### Description of the task
Output every line of the material below verbatim, omitting the pictures.

### Data extract
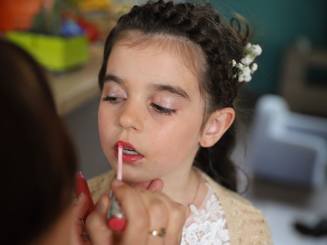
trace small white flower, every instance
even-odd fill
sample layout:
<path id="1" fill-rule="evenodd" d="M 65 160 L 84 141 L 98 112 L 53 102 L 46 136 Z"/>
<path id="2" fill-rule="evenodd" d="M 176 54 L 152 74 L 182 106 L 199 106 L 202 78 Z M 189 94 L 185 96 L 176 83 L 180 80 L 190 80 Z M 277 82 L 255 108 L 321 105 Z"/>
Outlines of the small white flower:
<path id="1" fill-rule="evenodd" d="M 239 75 L 239 82 L 243 82 L 244 81 L 244 76 L 242 74 Z"/>
<path id="2" fill-rule="evenodd" d="M 248 83 L 252 79 L 252 77 L 251 76 L 247 76 L 246 77 L 244 77 L 244 82 Z"/>
<path id="3" fill-rule="evenodd" d="M 258 69 L 258 64 L 253 63 L 251 65 L 251 74 L 253 74 L 254 71 Z"/>
<path id="4" fill-rule="evenodd" d="M 251 69 L 248 65 L 246 65 L 243 68 L 243 75 L 244 77 L 249 77 L 251 76 Z"/>
<path id="5" fill-rule="evenodd" d="M 252 44 L 251 44 L 250 42 L 248 42 L 245 45 L 245 46 L 244 47 L 244 48 L 246 50 L 249 50 L 250 49 L 251 49 L 251 47 L 252 47 Z"/>
<path id="6" fill-rule="evenodd" d="M 253 62 L 253 59 L 250 55 L 247 55 L 241 59 L 241 62 L 244 65 L 249 65 Z"/>
<path id="7" fill-rule="evenodd" d="M 259 56 L 262 53 L 262 48 L 259 44 L 255 44 L 252 46 L 252 53 L 255 56 Z"/>
<path id="8" fill-rule="evenodd" d="M 242 71 L 244 68 L 244 65 L 241 63 L 238 63 L 236 64 L 236 67 L 240 70 Z"/>
<path id="9" fill-rule="evenodd" d="M 241 63 L 237 63 L 235 60 L 231 61 L 233 67 L 236 66 L 238 70 L 233 75 L 233 78 L 238 77 L 239 82 L 249 82 L 252 79 L 251 75 L 258 69 L 258 64 L 253 62 L 262 53 L 262 49 L 259 45 L 247 43 L 244 47 L 244 56 L 241 59 Z"/>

### Response below
trace small white flower, every instance
even-odd fill
sample layout:
<path id="1" fill-rule="evenodd" d="M 65 160 L 84 141 L 98 112 L 53 102 L 46 136 Z"/>
<path id="2" fill-rule="evenodd" d="M 176 54 L 152 74 L 182 106 L 199 106 L 202 78 Z M 189 94 L 185 96 L 176 83 L 180 80 L 190 80 Z M 277 82 L 255 108 L 321 105 Z"/>
Outlines of the small white flower:
<path id="1" fill-rule="evenodd" d="M 239 75 L 239 82 L 243 82 L 244 81 L 244 76 L 242 74 Z"/>
<path id="2" fill-rule="evenodd" d="M 248 83 L 252 79 L 252 77 L 251 76 L 247 76 L 246 77 L 244 77 L 244 82 Z"/>
<path id="3" fill-rule="evenodd" d="M 258 69 L 258 64 L 253 63 L 251 65 L 251 74 L 253 74 L 254 71 Z"/>
<path id="4" fill-rule="evenodd" d="M 251 69 L 248 65 L 246 65 L 243 68 L 243 75 L 244 77 L 249 77 L 251 76 Z"/>
<path id="5" fill-rule="evenodd" d="M 252 44 L 251 44 L 250 42 L 248 42 L 245 45 L 245 46 L 244 47 L 244 48 L 246 50 L 249 50 L 250 49 L 251 49 L 251 47 L 252 47 Z"/>
<path id="6" fill-rule="evenodd" d="M 253 62 L 253 59 L 250 55 L 247 55 L 241 59 L 241 62 L 244 65 L 249 65 Z"/>
<path id="7" fill-rule="evenodd" d="M 259 56 L 262 53 L 262 48 L 259 44 L 255 44 L 252 46 L 252 53 L 255 56 Z"/>
<path id="8" fill-rule="evenodd" d="M 242 71 L 244 68 L 244 65 L 241 63 L 238 63 L 236 64 L 236 67 L 240 70 Z"/>
<path id="9" fill-rule="evenodd" d="M 241 63 L 237 63 L 235 60 L 231 61 L 233 67 L 236 66 L 238 70 L 233 75 L 233 78 L 238 77 L 239 82 L 249 82 L 252 79 L 251 75 L 258 69 L 258 64 L 253 62 L 262 53 L 262 49 L 259 45 L 247 43 L 244 47 L 244 56 L 241 59 Z"/>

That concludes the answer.